GIVEN REQUEST 1:
Extract the passage of the meeting announcement between "Andrew Collette, Laboratory" and "available for attendees.", inclusive, copying it word for word.

───── READING TEXT

Blog from Oct 16, 2013

BESSIG Meeting Wed, Nov 20, 4 - 6 PM

Our meeting this month is a special event for several reasons.   Copies of Andrew's book will be available to the first 50 attendees, and the HDF Group will be providing refreshments for us.  Also, this may be our last meeting at the Boulder Outlook Hotel, as the hotel has been sold.  So, please join us in the Crown Rock room (not our usual room) at the Outlook for:

Improving Science with Open Formats and High-Level Languages: Python and HDF5

Andrew Collette, Laboratory for Atmospheric and Space Physics (LASP)

This talk explores how researchers can use the scalable, self-describing HDF5 data format together with the Python programming language to improve the analysis pipeline, easily archive and share large datasets, and improve confidence in scientific results.  The discussion will focus on real-world applications of HDF5 in experimental physics at two multimillion-dollar research facilities: the Large Plasma Device at UCLA, and the NASA-funded hypervelocity dust accelerator at CU Boulder.  This event coincides with the launch of a new O’Reilly book, Python and HDF5: Unlocking Scientific Data, complimentary copies of which will be available for attendees.

──────────

GIVEN REQUEST 2:
Pull out every line of the records that contains the word "vehicle".

───── PROVIDED ENTRIES

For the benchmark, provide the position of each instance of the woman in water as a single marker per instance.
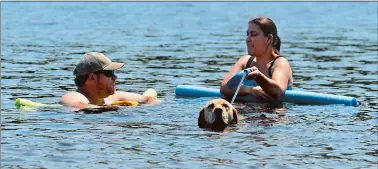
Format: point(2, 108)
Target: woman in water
point(270, 70)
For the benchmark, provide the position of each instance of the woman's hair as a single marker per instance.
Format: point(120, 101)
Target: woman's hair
point(268, 27)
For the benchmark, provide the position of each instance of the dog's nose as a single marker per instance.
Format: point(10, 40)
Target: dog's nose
point(217, 110)
point(218, 113)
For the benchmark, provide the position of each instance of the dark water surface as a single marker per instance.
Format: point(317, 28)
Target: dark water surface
point(332, 48)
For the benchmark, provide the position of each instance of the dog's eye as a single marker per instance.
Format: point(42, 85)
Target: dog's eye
point(225, 105)
point(211, 106)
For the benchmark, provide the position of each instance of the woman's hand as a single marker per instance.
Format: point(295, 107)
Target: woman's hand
point(259, 94)
point(255, 73)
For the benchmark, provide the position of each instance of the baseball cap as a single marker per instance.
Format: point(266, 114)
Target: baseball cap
point(93, 62)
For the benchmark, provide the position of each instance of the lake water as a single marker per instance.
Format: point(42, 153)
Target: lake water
point(332, 48)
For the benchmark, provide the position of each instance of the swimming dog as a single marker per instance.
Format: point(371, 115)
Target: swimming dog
point(217, 115)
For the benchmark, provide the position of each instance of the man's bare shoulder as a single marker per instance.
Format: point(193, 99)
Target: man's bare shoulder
point(72, 98)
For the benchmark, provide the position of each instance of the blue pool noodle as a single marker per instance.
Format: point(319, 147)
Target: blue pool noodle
point(298, 97)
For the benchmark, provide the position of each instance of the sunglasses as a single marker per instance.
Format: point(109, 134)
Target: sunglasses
point(107, 73)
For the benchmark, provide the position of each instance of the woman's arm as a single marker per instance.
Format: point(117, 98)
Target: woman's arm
point(276, 86)
point(236, 68)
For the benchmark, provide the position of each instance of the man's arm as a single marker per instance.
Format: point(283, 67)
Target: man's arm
point(76, 100)
point(122, 96)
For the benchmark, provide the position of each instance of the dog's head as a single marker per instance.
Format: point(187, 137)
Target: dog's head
point(217, 114)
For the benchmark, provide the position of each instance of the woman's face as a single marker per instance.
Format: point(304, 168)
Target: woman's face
point(256, 41)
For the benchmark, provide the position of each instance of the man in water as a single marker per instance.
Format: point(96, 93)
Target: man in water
point(95, 82)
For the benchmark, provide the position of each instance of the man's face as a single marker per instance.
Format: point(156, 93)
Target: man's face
point(106, 83)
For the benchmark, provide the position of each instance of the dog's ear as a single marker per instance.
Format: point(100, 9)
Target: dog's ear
point(201, 119)
point(235, 115)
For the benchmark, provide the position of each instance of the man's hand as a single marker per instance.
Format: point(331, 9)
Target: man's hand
point(98, 110)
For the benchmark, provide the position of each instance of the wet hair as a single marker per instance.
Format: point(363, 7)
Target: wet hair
point(268, 27)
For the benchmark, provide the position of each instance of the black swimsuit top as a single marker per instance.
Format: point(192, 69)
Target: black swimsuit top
point(249, 64)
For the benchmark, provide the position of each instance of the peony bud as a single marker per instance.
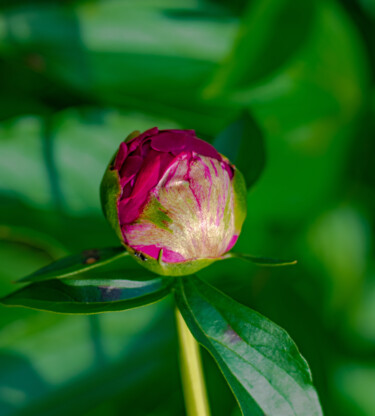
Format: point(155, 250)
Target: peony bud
point(176, 204)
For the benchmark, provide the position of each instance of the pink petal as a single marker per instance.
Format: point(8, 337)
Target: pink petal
point(169, 142)
point(121, 155)
point(130, 167)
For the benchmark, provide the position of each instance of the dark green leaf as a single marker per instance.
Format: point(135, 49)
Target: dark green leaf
point(258, 359)
point(285, 23)
point(243, 143)
point(78, 263)
point(86, 296)
point(261, 261)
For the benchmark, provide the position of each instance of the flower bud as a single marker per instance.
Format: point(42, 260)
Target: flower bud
point(176, 204)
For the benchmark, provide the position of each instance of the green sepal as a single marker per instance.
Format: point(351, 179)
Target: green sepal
point(240, 202)
point(169, 269)
point(110, 192)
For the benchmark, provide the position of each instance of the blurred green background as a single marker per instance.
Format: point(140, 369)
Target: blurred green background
point(291, 84)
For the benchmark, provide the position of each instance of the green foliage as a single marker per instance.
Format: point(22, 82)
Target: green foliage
point(261, 363)
point(287, 90)
point(85, 296)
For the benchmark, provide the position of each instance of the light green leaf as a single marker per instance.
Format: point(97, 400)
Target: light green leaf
point(89, 295)
point(259, 360)
point(261, 261)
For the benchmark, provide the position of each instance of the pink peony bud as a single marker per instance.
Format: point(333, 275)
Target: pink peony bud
point(176, 203)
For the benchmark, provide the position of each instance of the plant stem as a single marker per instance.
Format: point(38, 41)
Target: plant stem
point(191, 371)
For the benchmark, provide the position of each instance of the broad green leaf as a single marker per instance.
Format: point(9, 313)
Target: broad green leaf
point(53, 364)
point(261, 261)
point(259, 360)
point(70, 266)
point(89, 295)
point(243, 143)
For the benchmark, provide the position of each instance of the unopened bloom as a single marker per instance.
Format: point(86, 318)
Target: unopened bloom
point(176, 203)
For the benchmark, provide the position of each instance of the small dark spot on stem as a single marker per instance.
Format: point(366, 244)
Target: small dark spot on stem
point(90, 256)
point(233, 336)
point(140, 256)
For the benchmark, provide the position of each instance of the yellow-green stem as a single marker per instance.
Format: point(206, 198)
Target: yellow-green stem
point(191, 371)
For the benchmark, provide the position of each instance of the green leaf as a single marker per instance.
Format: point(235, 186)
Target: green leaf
point(243, 143)
point(70, 266)
point(261, 261)
point(259, 360)
point(90, 295)
point(266, 23)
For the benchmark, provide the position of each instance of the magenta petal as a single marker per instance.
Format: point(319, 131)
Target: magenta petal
point(133, 144)
point(186, 132)
point(169, 142)
point(121, 155)
point(228, 168)
point(203, 148)
point(130, 167)
point(148, 176)
point(232, 242)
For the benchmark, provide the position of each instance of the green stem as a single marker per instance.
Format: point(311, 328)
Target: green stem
point(191, 371)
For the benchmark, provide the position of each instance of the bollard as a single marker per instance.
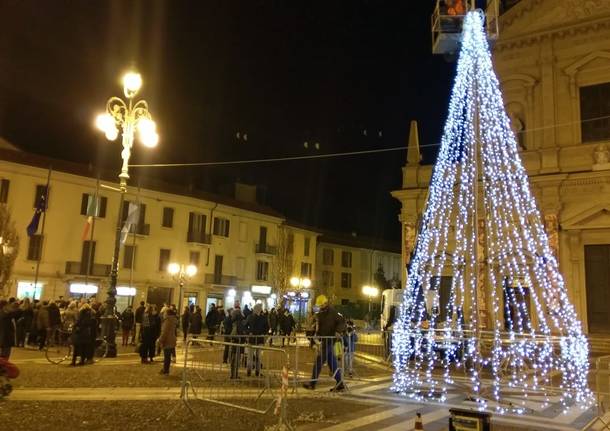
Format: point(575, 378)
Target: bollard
point(419, 425)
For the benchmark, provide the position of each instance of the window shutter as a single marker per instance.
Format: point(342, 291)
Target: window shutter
point(4, 186)
point(142, 215)
point(102, 208)
point(124, 211)
point(83, 204)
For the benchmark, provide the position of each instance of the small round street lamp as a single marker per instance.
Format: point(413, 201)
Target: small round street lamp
point(181, 274)
point(301, 283)
point(371, 292)
point(126, 116)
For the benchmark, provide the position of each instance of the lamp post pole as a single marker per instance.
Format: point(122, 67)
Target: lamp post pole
point(126, 116)
point(181, 274)
point(370, 292)
point(300, 283)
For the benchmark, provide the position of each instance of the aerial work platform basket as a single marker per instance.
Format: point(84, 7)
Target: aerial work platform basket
point(448, 17)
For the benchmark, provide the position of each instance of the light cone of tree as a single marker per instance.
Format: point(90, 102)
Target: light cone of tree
point(505, 324)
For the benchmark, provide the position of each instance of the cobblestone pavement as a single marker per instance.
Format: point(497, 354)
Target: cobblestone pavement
point(121, 393)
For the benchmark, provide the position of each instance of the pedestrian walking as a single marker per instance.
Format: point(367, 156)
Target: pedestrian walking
point(147, 347)
point(54, 322)
point(237, 332)
point(9, 313)
point(185, 321)
point(257, 327)
point(329, 325)
point(349, 345)
point(138, 319)
point(287, 324)
point(42, 324)
point(82, 336)
point(196, 322)
point(211, 321)
point(24, 323)
point(167, 339)
point(127, 322)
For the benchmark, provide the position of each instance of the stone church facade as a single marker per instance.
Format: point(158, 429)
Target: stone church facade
point(553, 62)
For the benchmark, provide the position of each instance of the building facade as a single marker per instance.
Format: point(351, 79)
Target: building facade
point(345, 264)
point(553, 62)
point(232, 243)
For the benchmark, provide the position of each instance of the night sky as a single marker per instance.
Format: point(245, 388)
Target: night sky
point(335, 73)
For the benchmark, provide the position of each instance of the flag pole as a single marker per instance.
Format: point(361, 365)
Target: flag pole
point(93, 217)
point(133, 248)
point(44, 219)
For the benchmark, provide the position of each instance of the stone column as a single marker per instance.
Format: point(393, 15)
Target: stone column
point(409, 231)
point(482, 294)
point(575, 281)
point(551, 225)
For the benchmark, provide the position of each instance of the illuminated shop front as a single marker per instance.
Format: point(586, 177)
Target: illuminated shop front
point(298, 304)
point(26, 289)
point(124, 297)
point(82, 290)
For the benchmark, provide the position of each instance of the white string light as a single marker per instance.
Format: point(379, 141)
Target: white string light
point(524, 347)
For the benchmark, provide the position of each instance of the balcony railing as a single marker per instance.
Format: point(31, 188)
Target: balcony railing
point(140, 229)
point(223, 280)
point(199, 237)
point(265, 249)
point(80, 268)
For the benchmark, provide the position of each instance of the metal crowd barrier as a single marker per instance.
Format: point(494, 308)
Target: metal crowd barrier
point(601, 374)
point(240, 374)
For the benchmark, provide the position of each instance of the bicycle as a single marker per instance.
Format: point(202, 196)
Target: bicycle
point(59, 350)
point(63, 349)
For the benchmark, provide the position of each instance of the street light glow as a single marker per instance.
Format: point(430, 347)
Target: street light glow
point(112, 133)
point(370, 291)
point(104, 122)
point(173, 268)
point(191, 270)
point(132, 82)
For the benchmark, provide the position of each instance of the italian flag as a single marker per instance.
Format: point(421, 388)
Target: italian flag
point(91, 211)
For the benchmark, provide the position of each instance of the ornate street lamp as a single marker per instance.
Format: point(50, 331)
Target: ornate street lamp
point(127, 116)
point(301, 283)
point(181, 274)
point(371, 292)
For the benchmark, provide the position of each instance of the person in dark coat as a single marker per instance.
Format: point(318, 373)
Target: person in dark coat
point(138, 318)
point(196, 322)
point(330, 324)
point(9, 313)
point(287, 324)
point(54, 322)
point(24, 323)
point(257, 326)
point(211, 321)
point(167, 339)
point(238, 329)
point(185, 321)
point(82, 335)
point(127, 322)
point(156, 325)
point(147, 348)
point(227, 324)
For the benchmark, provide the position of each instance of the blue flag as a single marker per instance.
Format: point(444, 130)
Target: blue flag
point(41, 206)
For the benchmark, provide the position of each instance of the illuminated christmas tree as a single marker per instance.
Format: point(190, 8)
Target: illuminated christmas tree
point(485, 305)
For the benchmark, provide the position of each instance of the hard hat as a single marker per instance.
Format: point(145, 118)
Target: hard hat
point(321, 300)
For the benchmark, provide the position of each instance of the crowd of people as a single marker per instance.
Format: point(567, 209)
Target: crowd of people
point(34, 324)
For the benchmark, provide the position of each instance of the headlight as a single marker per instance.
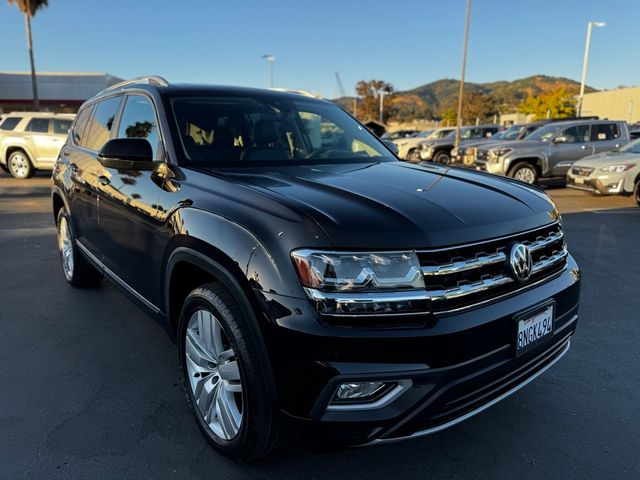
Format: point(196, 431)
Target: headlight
point(617, 168)
point(357, 272)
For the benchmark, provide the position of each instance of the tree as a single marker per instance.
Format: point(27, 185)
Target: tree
point(555, 104)
point(369, 104)
point(30, 8)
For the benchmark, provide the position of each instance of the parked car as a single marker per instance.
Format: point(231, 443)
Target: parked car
point(439, 151)
point(551, 150)
point(399, 134)
point(409, 148)
point(467, 153)
point(611, 173)
point(31, 141)
point(324, 289)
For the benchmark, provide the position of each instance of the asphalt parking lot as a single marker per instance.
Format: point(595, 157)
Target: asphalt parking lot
point(89, 384)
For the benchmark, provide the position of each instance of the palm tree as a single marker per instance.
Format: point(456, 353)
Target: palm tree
point(29, 8)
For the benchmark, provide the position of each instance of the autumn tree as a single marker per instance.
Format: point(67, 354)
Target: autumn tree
point(29, 9)
point(369, 99)
point(555, 104)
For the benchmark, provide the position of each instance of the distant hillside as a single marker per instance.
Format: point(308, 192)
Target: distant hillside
point(442, 94)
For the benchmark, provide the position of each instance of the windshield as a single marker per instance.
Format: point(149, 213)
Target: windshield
point(633, 147)
point(257, 129)
point(542, 134)
point(512, 132)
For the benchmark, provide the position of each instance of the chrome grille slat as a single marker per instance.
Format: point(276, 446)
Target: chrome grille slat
point(464, 265)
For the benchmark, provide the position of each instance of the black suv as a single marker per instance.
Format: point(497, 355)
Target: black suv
point(316, 286)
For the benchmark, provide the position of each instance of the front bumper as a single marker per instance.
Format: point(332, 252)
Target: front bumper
point(610, 184)
point(458, 365)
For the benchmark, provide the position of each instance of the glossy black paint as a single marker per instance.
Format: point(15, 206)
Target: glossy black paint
point(142, 223)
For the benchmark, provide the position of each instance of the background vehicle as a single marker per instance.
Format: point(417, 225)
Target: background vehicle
point(439, 151)
point(551, 150)
point(611, 173)
point(409, 148)
point(31, 141)
point(303, 292)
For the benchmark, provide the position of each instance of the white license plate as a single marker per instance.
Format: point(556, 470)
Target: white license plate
point(533, 329)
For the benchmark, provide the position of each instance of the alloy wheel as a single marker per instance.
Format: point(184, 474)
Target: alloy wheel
point(65, 247)
point(214, 375)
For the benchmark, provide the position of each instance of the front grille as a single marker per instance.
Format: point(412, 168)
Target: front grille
point(582, 171)
point(466, 275)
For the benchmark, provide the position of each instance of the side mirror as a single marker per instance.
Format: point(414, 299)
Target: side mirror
point(127, 154)
point(391, 146)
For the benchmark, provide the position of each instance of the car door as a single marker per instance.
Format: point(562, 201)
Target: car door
point(570, 145)
point(605, 136)
point(128, 205)
point(91, 130)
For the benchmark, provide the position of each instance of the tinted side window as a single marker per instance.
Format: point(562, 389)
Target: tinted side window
point(80, 127)
point(10, 123)
point(139, 121)
point(104, 114)
point(61, 127)
point(604, 131)
point(577, 134)
point(38, 125)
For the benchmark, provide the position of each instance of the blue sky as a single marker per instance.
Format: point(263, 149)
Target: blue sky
point(405, 42)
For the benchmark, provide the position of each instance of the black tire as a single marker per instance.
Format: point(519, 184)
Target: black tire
point(414, 155)
point(259, 432)
point(19, 165)
point(442, 157)
point(525, 172)
point(82, 274)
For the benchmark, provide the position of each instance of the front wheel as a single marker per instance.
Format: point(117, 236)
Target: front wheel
point(525, 172)
point(442, 158)
point(223, 376)
point(77, 270)
point(19, 165)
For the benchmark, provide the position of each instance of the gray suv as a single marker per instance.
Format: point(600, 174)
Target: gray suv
point(551, 150)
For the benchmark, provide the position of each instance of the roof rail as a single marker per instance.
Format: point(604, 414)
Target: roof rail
point(294, 90)
point(149, 80)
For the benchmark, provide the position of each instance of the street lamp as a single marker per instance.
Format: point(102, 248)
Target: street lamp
point(270, 60)
point(585, 62)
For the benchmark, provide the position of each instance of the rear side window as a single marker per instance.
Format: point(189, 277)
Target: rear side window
point(604, 131)
point(38, 125)
point(80, 127)
point(104, 114)
point(10, 123)
point(139, 121)
point(61, 127)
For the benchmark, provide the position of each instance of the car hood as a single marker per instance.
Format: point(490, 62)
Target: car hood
point(608, 158)
point(400, 205)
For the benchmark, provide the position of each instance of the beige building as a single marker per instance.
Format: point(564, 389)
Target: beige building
point(619, 104)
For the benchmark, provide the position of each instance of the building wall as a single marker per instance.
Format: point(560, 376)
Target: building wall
point(620, 104)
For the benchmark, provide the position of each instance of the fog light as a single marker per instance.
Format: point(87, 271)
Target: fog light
point(360, 391)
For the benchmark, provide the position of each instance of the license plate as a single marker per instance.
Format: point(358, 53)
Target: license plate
point(534, 328)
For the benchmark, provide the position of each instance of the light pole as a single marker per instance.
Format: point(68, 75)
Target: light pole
point(464, 67)
point(270, 60)
point(585, 62)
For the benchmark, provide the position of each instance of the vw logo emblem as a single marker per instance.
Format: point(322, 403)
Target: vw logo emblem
point(521, 262)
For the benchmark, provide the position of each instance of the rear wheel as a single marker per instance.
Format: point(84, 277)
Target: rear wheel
point(223, 376)
point(442, 157)
point(525, 172)
point(77, 270)
point(19, 165)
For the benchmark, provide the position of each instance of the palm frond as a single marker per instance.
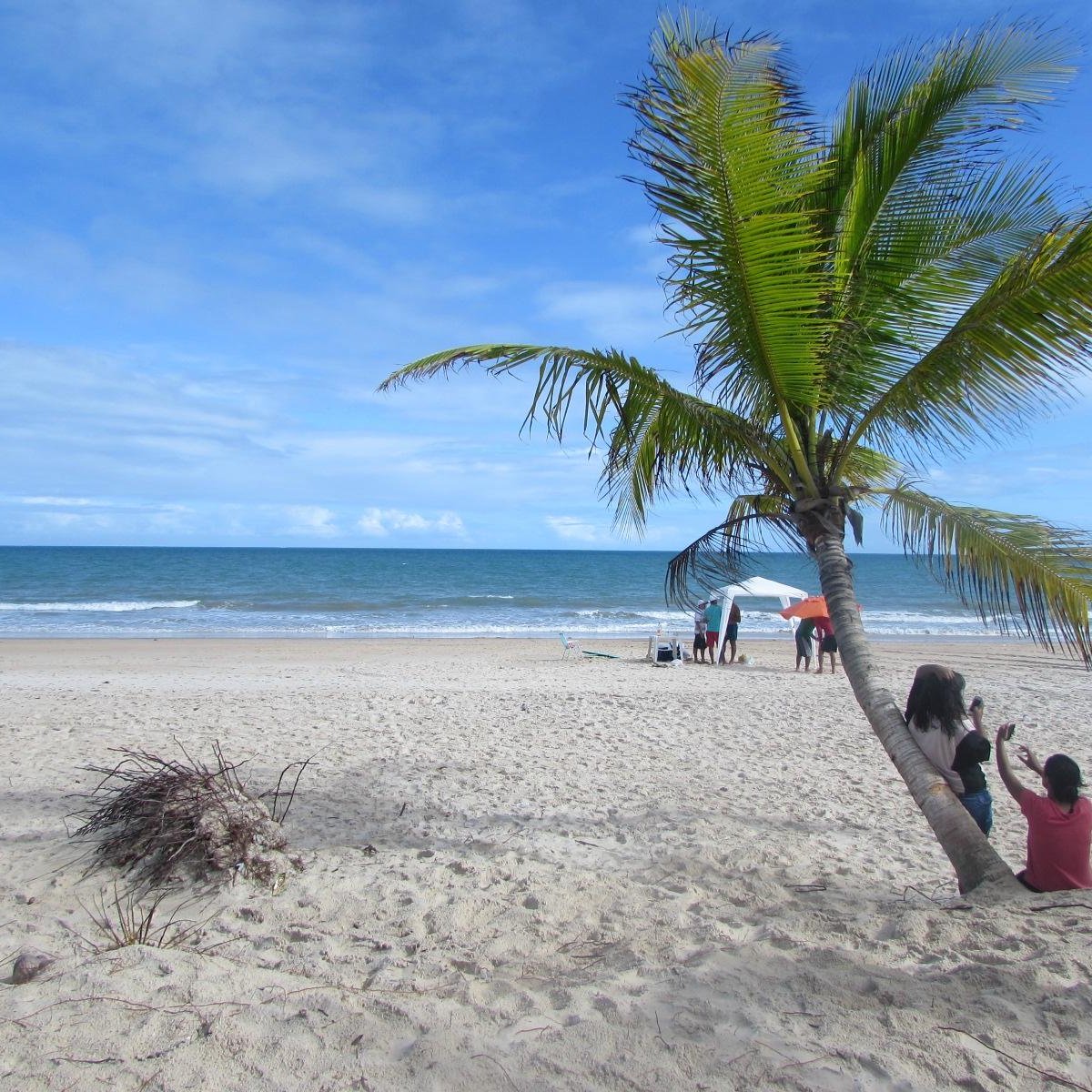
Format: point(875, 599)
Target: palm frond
point(601, 376)
point(753, 521)
point(660, 440)
point(916, 124)
point(1016, 350)
point(1016, 571)
point(676, 442)
point(923, 207)
point(721, 128)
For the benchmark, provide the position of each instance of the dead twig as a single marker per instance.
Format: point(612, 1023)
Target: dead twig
point(151, 816)
point(500, 1066)
point(1046, 1075)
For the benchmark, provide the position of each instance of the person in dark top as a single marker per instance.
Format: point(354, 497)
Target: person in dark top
point(731, 632)
point(828, 643)
point(935, 713)
point(804, 632)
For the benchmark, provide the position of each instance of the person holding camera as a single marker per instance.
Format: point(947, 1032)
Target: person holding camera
point(1059, 824)
point(935, 713)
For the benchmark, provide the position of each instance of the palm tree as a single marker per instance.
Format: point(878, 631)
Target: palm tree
point(862, 298)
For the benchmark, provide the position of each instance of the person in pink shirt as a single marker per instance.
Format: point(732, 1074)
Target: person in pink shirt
point(1059, 824)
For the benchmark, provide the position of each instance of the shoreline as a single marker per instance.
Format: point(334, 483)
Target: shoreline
point(1002, 639)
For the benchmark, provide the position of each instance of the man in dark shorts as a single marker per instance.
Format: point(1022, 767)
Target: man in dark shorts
point(804, 634)
point(700, 627)
point(828, 643)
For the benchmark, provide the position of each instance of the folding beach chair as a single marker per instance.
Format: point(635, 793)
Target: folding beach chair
point(571, 645)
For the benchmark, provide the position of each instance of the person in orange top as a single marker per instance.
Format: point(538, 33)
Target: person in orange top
point(1059, 824)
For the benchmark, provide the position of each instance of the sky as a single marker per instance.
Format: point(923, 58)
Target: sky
point(224, 222)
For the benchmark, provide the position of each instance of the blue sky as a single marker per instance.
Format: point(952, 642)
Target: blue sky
point(224, 222)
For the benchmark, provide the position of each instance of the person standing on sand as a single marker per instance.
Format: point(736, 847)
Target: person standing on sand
point(824, 633)
point(732, 632)
point(804, 633)
point(713, 612)
point(1059, 824)
point(700, 626)
point(935, 711)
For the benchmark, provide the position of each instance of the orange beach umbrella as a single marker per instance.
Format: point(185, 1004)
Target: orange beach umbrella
point(814, 606)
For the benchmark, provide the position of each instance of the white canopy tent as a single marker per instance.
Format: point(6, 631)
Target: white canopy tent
point(757, 588)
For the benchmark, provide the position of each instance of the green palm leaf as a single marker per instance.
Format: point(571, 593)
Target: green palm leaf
point(720, 128)
point(659, 440)
point(1015, 350)
point(754, 521)
point(1003, 566)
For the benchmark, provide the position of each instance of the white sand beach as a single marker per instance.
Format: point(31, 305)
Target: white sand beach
point(531, 874)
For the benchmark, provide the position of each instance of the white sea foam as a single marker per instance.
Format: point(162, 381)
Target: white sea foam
point(108, 607)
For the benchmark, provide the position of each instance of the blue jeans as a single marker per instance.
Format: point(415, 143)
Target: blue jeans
point(981, 806)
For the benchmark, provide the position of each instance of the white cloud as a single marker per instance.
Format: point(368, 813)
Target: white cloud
point(573, 529)
point(58, 501)
point(310, 520)
point(615, 314)
point(380, 522)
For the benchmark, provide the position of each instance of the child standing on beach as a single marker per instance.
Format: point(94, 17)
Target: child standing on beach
point(1059, 824)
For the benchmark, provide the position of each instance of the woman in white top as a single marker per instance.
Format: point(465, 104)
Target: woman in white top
point(935, 713)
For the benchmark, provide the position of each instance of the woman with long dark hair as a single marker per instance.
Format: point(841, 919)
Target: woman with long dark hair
point(1059, 824)
point(936, 714)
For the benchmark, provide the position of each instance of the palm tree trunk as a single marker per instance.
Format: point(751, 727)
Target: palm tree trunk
point(972, 856)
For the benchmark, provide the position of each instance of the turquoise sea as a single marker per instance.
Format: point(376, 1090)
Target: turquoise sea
point(349, 593)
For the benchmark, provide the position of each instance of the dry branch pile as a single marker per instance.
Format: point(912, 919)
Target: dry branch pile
point(157, 817)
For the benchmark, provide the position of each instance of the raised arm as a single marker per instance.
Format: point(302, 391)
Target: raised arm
point(1011, 781)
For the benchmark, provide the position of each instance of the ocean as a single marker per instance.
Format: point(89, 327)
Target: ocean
point(371, 593)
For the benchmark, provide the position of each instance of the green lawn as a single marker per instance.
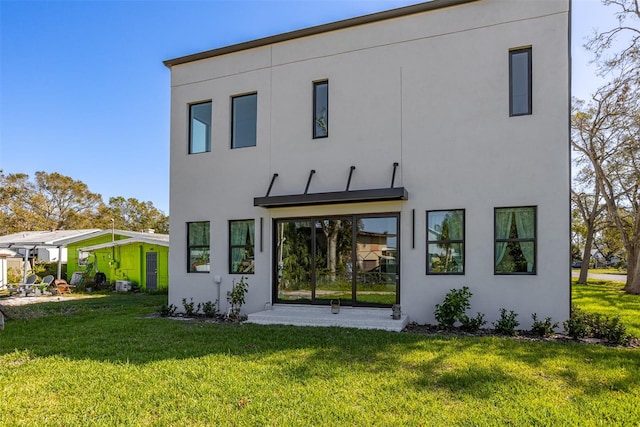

──────────

FULL RESPONSE 1:
Andrew Collette, Laboratory for Atmospheric and Space Physics (LASP)

This talk explores how researchers can use the scalable, self-describing HDF5 data format together with the Python programming language to improve the analysis pipeline, easily archive and share large datasets, and improve confidence in scientific results.  The discussion will focus on real-world applications of HDF5 in experimental physics at two multimillion-dollar research facilities: the Large Plasma Device at UCLA, and the NASA-funded hypervelocity dust accelerator at CU Boulder.  This event coincides with the launch of a new O’Reilly book, Python and HDF5: Unlocking Scientific Data, complimentary copies of which will be available for attendees.

FULL RESPONSE 2:
For the benchmark, provide the position of each instance of the background vehicle as a single marker per instance.
Target: background vehicle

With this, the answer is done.